After working on children’s puzzles in a sunny day room, with a breeze from a courtyard garden, the small group of elderly men and women prepare for lunch.
The four residents at the upscale Sanitasole, the only assisted-living facility in Marco Island, and the dozen or so others who come for the adult day program share a large table for the hot meal of veal parmigiana, pasta and vegetables.
Paula Camposano Robinson, who co-owns the center with her husband, Richard, nudges them to interact. One struggles with the pasta.
“Roll it on the fork, kiddo,” she demonstrates. “You can do it.”
She starts a video of the “Dean Martin Variety Show” on a large projection screen.
“It’s one of their favorites,” she said.
Keeping the elders engaged every day is critical; so is being upbeat with them. All have varying degrees of dementia or Alzheimer’s disease, besides their physical impairments.
“The biggest work is acceptance of their limitations and not making it a negative. Then they do better,” said Richard Robinson, Paula’s husband and co-owner of the center.
Some of the residents like doing small tasks around the center, which gives them a sense of accomplishment.
“All of us want to make a contribution,” he said.

→ Data to examine:
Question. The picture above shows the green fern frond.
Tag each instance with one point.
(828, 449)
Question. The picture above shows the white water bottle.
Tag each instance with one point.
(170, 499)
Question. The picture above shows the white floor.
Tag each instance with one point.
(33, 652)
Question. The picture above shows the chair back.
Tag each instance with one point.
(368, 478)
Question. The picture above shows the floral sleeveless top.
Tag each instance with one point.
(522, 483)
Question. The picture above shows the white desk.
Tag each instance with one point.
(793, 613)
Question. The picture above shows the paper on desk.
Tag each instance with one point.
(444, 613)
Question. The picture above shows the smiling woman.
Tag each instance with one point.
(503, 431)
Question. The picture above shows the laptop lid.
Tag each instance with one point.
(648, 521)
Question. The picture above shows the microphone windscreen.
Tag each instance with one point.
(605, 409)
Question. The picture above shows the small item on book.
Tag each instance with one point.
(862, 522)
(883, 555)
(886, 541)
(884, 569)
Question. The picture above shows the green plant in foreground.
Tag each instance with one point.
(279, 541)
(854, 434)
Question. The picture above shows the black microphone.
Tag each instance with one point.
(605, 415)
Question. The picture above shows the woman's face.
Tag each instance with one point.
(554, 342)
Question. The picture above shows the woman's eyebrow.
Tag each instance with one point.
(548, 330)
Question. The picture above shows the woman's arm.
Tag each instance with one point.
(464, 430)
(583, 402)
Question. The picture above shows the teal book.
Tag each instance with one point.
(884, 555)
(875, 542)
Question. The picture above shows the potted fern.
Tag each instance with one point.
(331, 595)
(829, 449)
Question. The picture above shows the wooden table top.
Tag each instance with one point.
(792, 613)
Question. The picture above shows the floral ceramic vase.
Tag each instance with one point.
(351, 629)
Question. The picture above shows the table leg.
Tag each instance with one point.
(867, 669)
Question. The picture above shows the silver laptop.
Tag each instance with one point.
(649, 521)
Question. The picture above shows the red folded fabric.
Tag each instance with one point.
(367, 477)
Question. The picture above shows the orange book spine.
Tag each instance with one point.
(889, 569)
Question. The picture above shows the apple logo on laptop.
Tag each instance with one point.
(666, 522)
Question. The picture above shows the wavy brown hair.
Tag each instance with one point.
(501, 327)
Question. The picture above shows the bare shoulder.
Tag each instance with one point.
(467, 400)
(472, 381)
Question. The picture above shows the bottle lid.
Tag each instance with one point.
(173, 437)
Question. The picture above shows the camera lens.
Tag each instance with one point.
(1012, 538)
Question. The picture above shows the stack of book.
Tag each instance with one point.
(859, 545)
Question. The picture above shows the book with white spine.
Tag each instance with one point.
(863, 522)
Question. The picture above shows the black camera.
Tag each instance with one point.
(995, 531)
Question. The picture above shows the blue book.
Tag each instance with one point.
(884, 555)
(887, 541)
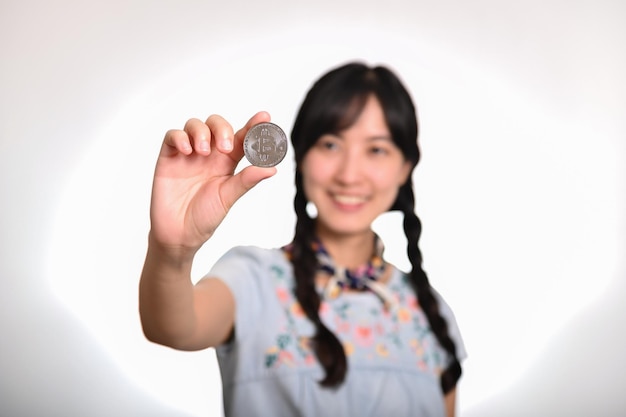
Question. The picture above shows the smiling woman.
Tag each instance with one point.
(297, 360)
(519, 186)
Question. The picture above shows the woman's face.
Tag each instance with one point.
(354, 176)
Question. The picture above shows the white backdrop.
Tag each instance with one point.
(521, 186)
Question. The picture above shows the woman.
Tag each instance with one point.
(322, 326)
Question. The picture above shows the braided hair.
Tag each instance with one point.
(333, 104)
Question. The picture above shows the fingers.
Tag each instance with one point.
(237, 185)
(200, 137)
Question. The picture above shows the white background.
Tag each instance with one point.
(521, 187)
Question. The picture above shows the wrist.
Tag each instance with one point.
(177, 256)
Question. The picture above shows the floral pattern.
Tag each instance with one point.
(370, 332)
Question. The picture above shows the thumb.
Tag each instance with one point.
(239, 184)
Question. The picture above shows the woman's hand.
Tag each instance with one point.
(194, 182)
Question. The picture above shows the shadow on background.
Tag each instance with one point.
(578, 366)
(52, 366)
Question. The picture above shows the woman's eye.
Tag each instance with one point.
(328, 145)
(379, 150)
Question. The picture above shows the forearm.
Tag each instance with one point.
(166, 300)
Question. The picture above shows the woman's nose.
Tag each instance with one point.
(349, 169)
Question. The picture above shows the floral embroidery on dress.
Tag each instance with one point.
(396, 336)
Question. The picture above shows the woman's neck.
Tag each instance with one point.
(348, 250)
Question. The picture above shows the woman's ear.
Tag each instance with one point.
(406, 170)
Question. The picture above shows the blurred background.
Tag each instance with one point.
(521, 187)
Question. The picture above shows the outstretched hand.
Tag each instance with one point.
(194, 182)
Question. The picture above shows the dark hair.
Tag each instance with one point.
(331, 105)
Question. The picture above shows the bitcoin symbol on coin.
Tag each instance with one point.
(265, 145)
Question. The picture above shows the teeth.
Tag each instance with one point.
(348, 199)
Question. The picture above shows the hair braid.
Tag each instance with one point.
(326, 345)
(421, 285)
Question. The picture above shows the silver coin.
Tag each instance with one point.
(265, 145)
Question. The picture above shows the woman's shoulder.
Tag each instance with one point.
(254, 254)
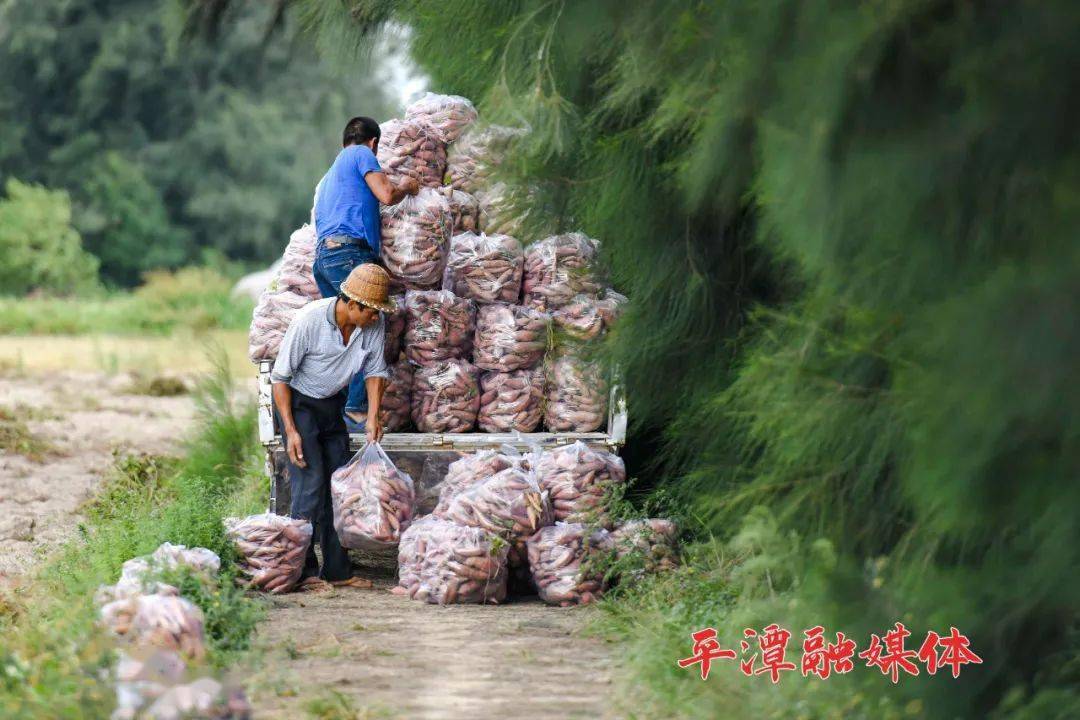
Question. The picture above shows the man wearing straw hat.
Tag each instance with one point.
(328, 342)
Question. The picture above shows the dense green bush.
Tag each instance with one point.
(170, 146)
(39, 248)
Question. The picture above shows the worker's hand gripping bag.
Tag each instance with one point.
(373, 500)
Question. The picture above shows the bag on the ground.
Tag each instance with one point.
(162, 620)
(152, 685)
(556, 558)
(510, 337)
(509, 504)
(416, 236)
(142, 676)
(447, 564)
(485, 268)
(271, 549)
(433, 479)
(139, 574)
(575, 393)
(511, 402)
(450, 114)
(579, 480)
(439, 326)
(373, 500)
(446, 397)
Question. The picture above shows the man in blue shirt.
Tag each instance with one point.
(347, 220)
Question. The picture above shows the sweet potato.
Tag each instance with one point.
(373, 500)
(271, 548)
(485, 268)
(395, 409)
(444, 562)
(439, 326)
(449, 114)
(446, 397)
(511, 401)
(556, 555)
(412, 148)
(510, 337)
(576, 394)
(558, 268)
(416, 235)
(579, 479)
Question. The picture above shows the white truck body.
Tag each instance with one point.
(412, 448)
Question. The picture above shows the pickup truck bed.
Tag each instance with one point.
(409, 450)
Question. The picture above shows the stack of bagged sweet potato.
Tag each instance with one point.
(543, 517)
(498, 333)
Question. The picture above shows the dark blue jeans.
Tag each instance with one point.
(332, 266)
(325, 443)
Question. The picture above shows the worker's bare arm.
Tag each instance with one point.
(386, 192)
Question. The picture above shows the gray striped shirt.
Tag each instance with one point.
(312, 358)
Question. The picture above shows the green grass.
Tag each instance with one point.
(194, 299)
(54, 659)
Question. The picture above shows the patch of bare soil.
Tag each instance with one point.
(395, 657)
(83, 417)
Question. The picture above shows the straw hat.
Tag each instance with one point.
(369, 285)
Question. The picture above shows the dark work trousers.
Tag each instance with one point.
(325, 444)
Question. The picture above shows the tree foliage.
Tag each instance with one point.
(170, 146)
(39, 248)
(848, 233)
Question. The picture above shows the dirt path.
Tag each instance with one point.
(395, 657)
(84, 416)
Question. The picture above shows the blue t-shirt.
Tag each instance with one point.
(346, 205)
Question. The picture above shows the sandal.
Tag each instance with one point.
(313, 584)
(359, 583)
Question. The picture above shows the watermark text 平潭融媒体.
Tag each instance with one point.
(823, 657)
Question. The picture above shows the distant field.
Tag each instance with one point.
(179, 352)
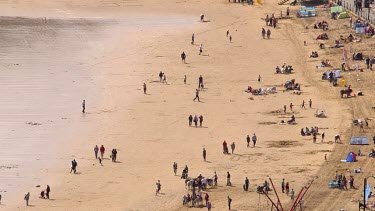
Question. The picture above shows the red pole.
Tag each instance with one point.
(271, 200)
(303, 194)
(297, 199)
(277, 196)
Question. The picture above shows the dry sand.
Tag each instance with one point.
(103, 51)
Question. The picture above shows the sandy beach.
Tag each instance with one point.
(59, 53)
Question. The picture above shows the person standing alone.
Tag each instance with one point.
(83, 106)
(96, 150)
(196, 95)
(204, 154)
(102, 150)
(48, 190)
(254, 138)
(229, 202)
(27, 198)
(200, 120)
(190, 120)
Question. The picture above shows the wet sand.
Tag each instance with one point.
(110, 57)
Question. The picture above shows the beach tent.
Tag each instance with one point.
(367, 192)
(343, 15)
(337, 9)
(359, 140)
(305, 12)
(352, 157)
(337, 74)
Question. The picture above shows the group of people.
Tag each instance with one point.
(322, 25)
(264, 33)
(225, 147)
(44, 194)
(342, 181)
(162, 77)
(271, 21)
(195, 120)
(113, 155)
(284, 69)
(314, 54)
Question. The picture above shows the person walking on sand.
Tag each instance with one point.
(246, 185)
(232, 146)
(183, 57)
(206, 198)
(158, 188)
(48, 190)
(200, 81)
(361, 127)
(102, 150)
(196, 95)
(215, 178)
(254, 138)
(337, 138)
(74, 166)
(164, 78)
(228, 179)
(161, 76)
(195, 121)
(287, 188)
(96, 150)
(292, 195)
(268, 33)
(229, 202)
(83, 106)
(200, 120)
(175, 168)
(263, 33)
(27, 198)
(209, 206)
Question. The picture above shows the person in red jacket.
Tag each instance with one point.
(102, 150)
(225, 147)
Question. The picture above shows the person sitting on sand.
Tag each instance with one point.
(278, 71)
(42, 194)
(202, 17)
(337, 138)
(291, 120)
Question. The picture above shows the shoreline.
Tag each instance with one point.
(151, 131)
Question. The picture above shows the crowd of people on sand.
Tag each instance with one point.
(341, 181)
(200, 183)
(195, 120)
(321, 25)
(44, 194)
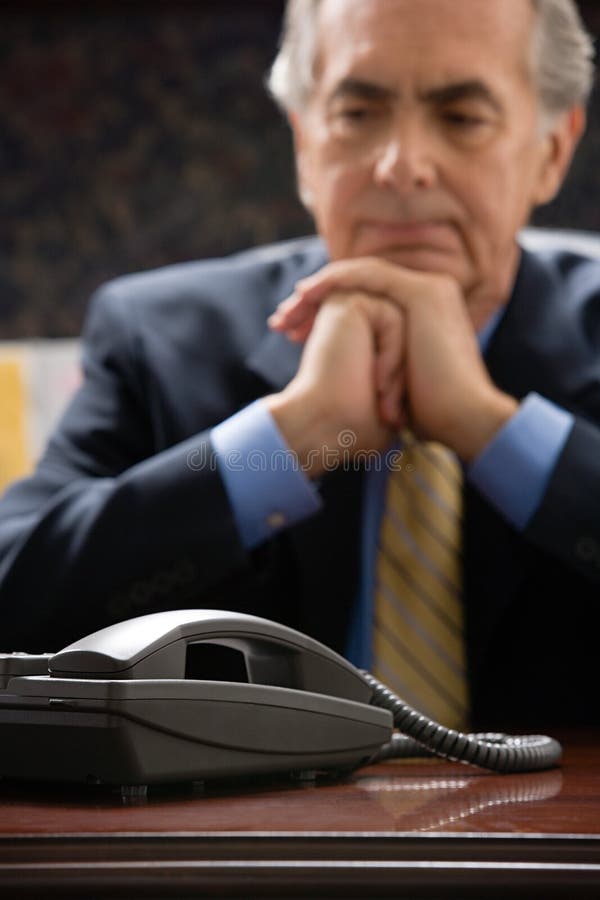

→ Instructions for the task: In the article about Sanitasole, what video does Paula Camposano Robinson start on the large projection screen?

→ Answer to this exercise: A video of the "Dean Martin Variety Show."